Nesse momento de isolamento, me pus a assistir a entrevistas de mulheres que admiro. Quero aprender mais sobre o que o mundo foi e como foi possível resistir a ele.

Ilustração de três mulheres negras sentadas em uma sala de estar. Duas tem cabelos brancos e uma não, as três estão com cobertores no colo e cada uma com uma caneca nas mãos
Linoca Souza/Folhapress

Em uma entrevista que Toni Morrison concedeu em 1998, ela disse “é importante que sempre se traga a memória dos nossos ancestrais, pois eles passaram por situações inimagináveis e resistiram”. Como uma mulher do candomblé, não poderia concordar mais.

= Tarefa solicitada A =
Explique, em uma ou duas frases, por que é importante trazer sempre a memória dos ancestrais, segundo a fala de Toni Morrison citada no texto sobre a memória dos ancestrais.
= Tarefa solicitada B =
Escreva a continuação do texto sobre a memória dos ancestrais, partindo da última frase apresentada.

= Material coletado =
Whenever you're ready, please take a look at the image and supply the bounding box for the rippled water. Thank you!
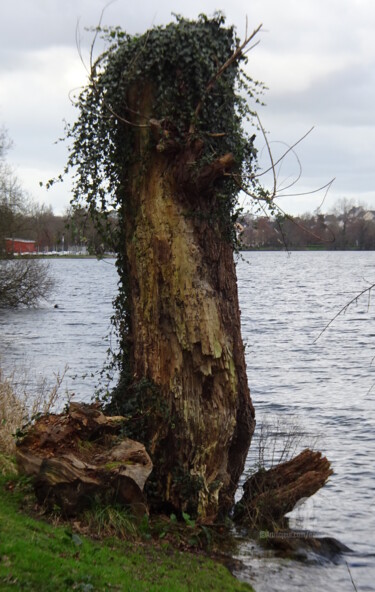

= Resultado da tarefa A =
É importante trazer sempre a memória dos ancestrais porque eles passaram por situações inimagináveis e resistiram.

= Resultado da tarefa B =
Em tempos de desesperança, penso ser importante resgatar esses saberes, ler sobre o quilombo dos Palmares e aprender as estratégias de organização em uma época em que pessoas negras eram mercadorias, aprender com a capoeira, que considero uma das melhores metáforas da vida. Tem a hora de bater, de desviar do golpe, de gingar, de tocar uma música no berimbau para avisar os companheiros que os senhores de engenho estavam vindo. Para esses senhores, a capoeira era dança, mas os negros escravizados sempre souberam que era luta —essa sabedoria de saber parar, escutar, observar.

Há uma ânsia nos mais jovens —é totalmente compreensível, mas sinto que, às vezes, falta olhar para o passado e aprender com ele.

Não quero ser da geração que sabe tudo. “A verdade que eu estava mais interessada era conhecer a natureza da opressão e como as pessoas sobrevivem a ela ou não”, Morrison diz, respondendo a uma pergunta do entrevistador.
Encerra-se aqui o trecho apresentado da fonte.